::: Input for this task

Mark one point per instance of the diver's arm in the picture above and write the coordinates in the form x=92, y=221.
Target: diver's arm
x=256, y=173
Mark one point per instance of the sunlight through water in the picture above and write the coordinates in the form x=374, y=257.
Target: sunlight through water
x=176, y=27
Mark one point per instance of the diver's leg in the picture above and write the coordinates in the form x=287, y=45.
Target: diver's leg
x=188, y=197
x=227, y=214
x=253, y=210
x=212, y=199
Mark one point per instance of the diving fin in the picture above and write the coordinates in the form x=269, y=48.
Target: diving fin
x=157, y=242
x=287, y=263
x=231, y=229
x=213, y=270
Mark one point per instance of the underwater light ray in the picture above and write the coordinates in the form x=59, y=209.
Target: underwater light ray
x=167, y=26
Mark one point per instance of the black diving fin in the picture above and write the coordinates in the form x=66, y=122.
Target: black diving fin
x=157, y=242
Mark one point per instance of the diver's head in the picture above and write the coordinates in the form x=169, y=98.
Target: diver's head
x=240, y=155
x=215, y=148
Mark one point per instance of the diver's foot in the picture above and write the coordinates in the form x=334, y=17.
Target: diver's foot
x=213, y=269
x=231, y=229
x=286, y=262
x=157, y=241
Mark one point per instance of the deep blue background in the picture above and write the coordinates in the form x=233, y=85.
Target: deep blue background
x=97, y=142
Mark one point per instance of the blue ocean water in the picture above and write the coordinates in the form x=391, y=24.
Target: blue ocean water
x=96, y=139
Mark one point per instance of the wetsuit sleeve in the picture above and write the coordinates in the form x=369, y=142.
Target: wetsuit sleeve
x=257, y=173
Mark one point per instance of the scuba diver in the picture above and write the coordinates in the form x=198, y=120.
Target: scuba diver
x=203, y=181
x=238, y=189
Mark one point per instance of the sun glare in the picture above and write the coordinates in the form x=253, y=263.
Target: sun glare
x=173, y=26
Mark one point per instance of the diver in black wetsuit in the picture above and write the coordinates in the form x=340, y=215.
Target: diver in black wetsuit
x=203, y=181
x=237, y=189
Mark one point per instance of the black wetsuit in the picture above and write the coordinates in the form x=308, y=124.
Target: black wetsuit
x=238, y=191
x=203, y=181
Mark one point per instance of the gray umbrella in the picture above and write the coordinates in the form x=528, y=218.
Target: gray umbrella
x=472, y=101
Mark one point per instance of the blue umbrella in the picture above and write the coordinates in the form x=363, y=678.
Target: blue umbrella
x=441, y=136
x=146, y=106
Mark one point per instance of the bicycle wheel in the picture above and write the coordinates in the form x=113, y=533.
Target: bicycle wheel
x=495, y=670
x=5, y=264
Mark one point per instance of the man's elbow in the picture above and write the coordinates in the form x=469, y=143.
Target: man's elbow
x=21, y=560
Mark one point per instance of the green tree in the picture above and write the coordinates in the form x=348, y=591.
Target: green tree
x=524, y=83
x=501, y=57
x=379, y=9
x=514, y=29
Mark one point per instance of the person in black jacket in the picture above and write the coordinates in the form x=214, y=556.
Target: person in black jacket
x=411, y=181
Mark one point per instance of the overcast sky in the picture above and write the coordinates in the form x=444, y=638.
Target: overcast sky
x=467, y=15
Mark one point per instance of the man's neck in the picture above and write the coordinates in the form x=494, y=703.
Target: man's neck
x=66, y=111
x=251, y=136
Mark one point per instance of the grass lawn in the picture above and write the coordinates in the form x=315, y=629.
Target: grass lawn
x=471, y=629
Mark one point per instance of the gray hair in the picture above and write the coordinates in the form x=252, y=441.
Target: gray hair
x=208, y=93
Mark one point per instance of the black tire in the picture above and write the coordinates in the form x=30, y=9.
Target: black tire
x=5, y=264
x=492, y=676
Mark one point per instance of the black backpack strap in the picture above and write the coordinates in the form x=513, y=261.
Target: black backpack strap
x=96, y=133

::::::

▶ _Work task_
Each record above should be retyped in full, exactly as shown.

▶ _Solved problem_
Mark one point per instance of the diver's arm in the picture above and write the coordinates in the form x=92, y=221.
Target: diver's arm
x=256, y=173
Mark one point per instance of the sunlight through water in the picture above and write the coordinates in the form x=374, y=257.
Target: sunlight through water
x=176, y=27
Mark one point per instance of the diver's leg in the picture above and write the coordinates in the form x=287, y=45.
Target: diver's leg
x=188, y=197
x=227, y=214
x=253, y=210
x=212, y=199
Mark one point per instance of the diving fin in the picture above and write the coordinates in the form x=269, y=48.
Target: diving fin
x=157, y=242
x=287, y=263
x=231, y=229
x=213, y=270
Mark one point per instance of the underwater light ray in the picture above and write the coordinates in the form x=59, y=209.
Target: underwater light ray
x=167, y=26
Mark one point per instance of the black diving fin in the picture above and write the coordinates in the form x=66, y=122.
Target: black diving fin
x=157, y=242
Mark one point per instance of the diver's head in the picture above and write the coordinates in the form x=169, y=98.
Target: diver's head
x=240, y=155
x=215, y=148
Mark one point per instance of the diver's foot in the picture above and write the coordinates in the form x=334, y=17.
Target: diver's foot
x=213, y=269
x=231, y=229
x=286, y=262
x=157, y=241
Mark one point per instance of the deep blue background in the picture above and write the coordinates in the form x=233, y=85.
Target: deep blue background
x=97, y=142
Mark one point per instance of the blue ocean water in the picture above and write the coordinates in the form x=391, y=24.
Target: blue ocean water
x=96, y=139
Mark one point per instance of the wetsuit sleeve in the picture above and write the coordinates in the form x=369, y=142.
Target: wetsuit sleeve
x=257, y=173
Mark one point per instance of the scuba diver in the picture above and write the coordinates in the form x=198, y=120.
Target: scuba diver
x=203, y=181
x=238, y=189
Mark one point per instance of the sun glare in the picture above and write the coordinates in the form x=253, y=263.
Target: sun glare
x=173, y=26
Mark one point per instance of the diver in black wetsuit in the picture above and write the coordinates in the form x=340, y=215.
Target: diver in black wetsuit
x=203, y=181
x=237, y=189
Mark one point per instance of the black wetsuit in the picture above and write the coordinates in the form x=308, y=124.
Target: black wetsuit
x=238, y=191
x=203, y=181
Mark one point per instance of the gray umbrella in the picture above and write the coordinates in the form x=528, y=218.
Target: gray umbrella
x=472, y=101
Mark one point per instance of the blue umbrella in the picture above and write the coordinates in the form x=363, y=678.
Target: blue umbrella
x=441, y=136
x=146, y=106
Mark one point per instance of the bicycle wheel in the picture above and write the coordinates in the form x=113, y=533.
Target: bicycle wheel
x=495, y=670
x=5, y=264
Mark one point per instance of the man's elbow in the picture above and write the coordinates in the form x=469, y=143.
Target: man's elbow
x=21, y=560
Mark one point per instance of the green tree in the picture above and write the coordinates in the form x=348, y=591.
Target: green tree
x=524, y=83
x=501, y=57
x=379, y=9
x=514, y=29
Mark one point per instance of the person in black jacket in the picture above and write the coordinates in the form x=214, y=556.
Target: person in black jacket
x=411, y=181
Mark one point per instance of the overcast sky in the picture above and write the coordinates in the form x=444, y=638.
Target: overcast sky
x=467, y=15
Mark one point per instance of the man's neck in the picture above and write the coordinates in the form x=494, y=703.
Target: man's neck
x=66, y=111
x=251, y=136
Mark one point per instance of the grass lawn in the picture above and write the coordinates in the form x=315, y=629.
Target: grass lawn
x=471, y=629
Mark one point per instance of the gray hair in the picture above and write the coordinates in the form x=252, y=441.
Target: gray hair
x=208, y=93
Mark one point per instance of the black tire in the picture above and write the coordinates in the form x=30, y=9.
Target: black tire
x=5, y=264
x=492, y=676
Mark one point per instance of the black backpack strap in the picture above and write the coordinates in the form x=513, y=261.
Target: black backpack strap
x=96, y=133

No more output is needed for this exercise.